> _THE EXERCISE_
Transcribe the data that follows precisely, omitting nothing.

═══ MATERIAL FOR THIS TASK

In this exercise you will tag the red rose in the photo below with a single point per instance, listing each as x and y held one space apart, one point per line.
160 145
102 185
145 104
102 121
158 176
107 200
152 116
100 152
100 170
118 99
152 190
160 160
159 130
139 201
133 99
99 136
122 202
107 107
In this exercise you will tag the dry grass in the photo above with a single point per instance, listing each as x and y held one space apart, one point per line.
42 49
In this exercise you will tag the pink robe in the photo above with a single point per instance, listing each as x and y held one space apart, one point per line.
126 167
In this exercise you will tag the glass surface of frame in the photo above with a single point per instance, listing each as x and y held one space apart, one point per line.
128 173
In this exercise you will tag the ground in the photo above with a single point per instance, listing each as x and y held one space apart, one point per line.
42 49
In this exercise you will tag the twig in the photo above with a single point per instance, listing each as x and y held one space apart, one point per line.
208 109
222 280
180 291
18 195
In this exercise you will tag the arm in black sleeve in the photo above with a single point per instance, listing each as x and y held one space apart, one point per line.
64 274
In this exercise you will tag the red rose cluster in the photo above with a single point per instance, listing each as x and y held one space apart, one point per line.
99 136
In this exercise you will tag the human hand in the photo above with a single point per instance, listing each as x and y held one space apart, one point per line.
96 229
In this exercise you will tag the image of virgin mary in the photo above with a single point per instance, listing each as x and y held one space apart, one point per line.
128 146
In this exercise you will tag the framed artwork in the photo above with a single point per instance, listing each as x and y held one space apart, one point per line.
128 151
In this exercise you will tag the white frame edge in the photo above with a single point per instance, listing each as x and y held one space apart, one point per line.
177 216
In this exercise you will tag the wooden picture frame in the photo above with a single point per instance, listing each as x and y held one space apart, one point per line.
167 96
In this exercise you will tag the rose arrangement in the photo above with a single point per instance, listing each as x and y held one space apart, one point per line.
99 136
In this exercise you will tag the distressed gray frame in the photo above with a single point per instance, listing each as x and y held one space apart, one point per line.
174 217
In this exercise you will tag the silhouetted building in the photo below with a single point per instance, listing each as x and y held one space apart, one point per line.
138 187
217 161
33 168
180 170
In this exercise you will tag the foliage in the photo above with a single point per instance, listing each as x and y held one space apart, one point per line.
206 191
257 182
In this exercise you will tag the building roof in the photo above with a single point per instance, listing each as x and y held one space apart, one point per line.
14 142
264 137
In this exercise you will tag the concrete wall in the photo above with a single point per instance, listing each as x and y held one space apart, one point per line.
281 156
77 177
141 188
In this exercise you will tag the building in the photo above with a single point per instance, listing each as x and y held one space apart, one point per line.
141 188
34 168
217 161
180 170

══════

> _RESPONSE FOR THIS EXERCISE_
In this exercise you will tag the red rose in the photo below with a single point per instance, listing each as x and y held one space apart, one point per line.
160 145
102 185
145 104
102 121
158 176
107 200
152 116
100 152
100 170
118 99
152 190
160 160
159 130
139 201
133 99
99 136
122 202
107 107
In this exercise you will tag the dry grass in the photo above with a single point per instance, listing each as x and y held one space apart, one point per line.
42 49
In this exercise you will tag the pink robe in the photo above with a single point per instance, listing each as x and y held one space apart, one point per line.
126 167
In this exercise you will tag the glass surface of frame in the photo above with a single point per instance, listing each as x and y held one space apart, one point per line.
128 173
In this exercise you will tag the ground in the photo above with a single point per instance, listing each as x and y held one space apart, one point per line.
42 49
In this exercise you will tag the twig in the photo above with a single point per instance, listing each as x and y held one space apart, one point per line.
208 109
222 280
180 291
18 195
In this exercise you will tag the arm in black sleeve in the photo above with a single point per instance, listing each as x and y held one space apart, one point per line.
64 274
In this exercise you will tag the red rose cluster in the photo above with a single point per instance, listing each as x and y held one space apart, one point per line.
99 136
In this exercise you will tag the human hand in the photo above with a single point per instance, listing each as x and y held one space apart, one point per line.
96 229
In this exercise you will tag the image of virgin mary in the photo above with a single point per instance, listing each as x and y held one space apart, one point per line.
128 146
In this exercise you will tag the framed artwork in the photo above with a single point per instance, listing each as x and y held one space apart, one point per line.
128 151
In this exercise you will tag the white frame edge in the photo above with a single point per instance, listing each as x and y held one space apart, one point per line.
177 216
In this exercise you will tag the wooden picture frame in the photo above with a single point per instance, listing each as x and y held one space apart, one point per line.
167 96
In this exercise you will tag the rose arrangement in the photo above with a single point per instance, listing each as x and y held one space apart, one point per line.
99 136
In this exercise you will tag the distressed gray frame in the photo above with a single point per instance, listing each as x and y held one space apart, one point per line.
174 217
In this exercise you will tag the silhouetted building in the photo below with a single point per instance, listing each as x and y held one space apart, one point per line.
138 187
217 161
33 168
180 170
In this exercise you will tag the foliage in the photo above with a single point per instance, listing each as x and y held one space apart, one point per line.
206 191
257 182
In this exercise you will tag the building roof in the photo above with a single point per instance, listing each as x and y held one space apart, one point per line.
14 142
264 137
In this exercise you will tag the concrete wall in the photo above with a single point per instance, listing each as x and y held one space apart, one point per line.
281 156
77 177
141 188
In this exercise you will tag the building in the photo above with a single point per instance, listing each as x and y held one space apart, one point per line.
141 188
34 168
217 161
180 170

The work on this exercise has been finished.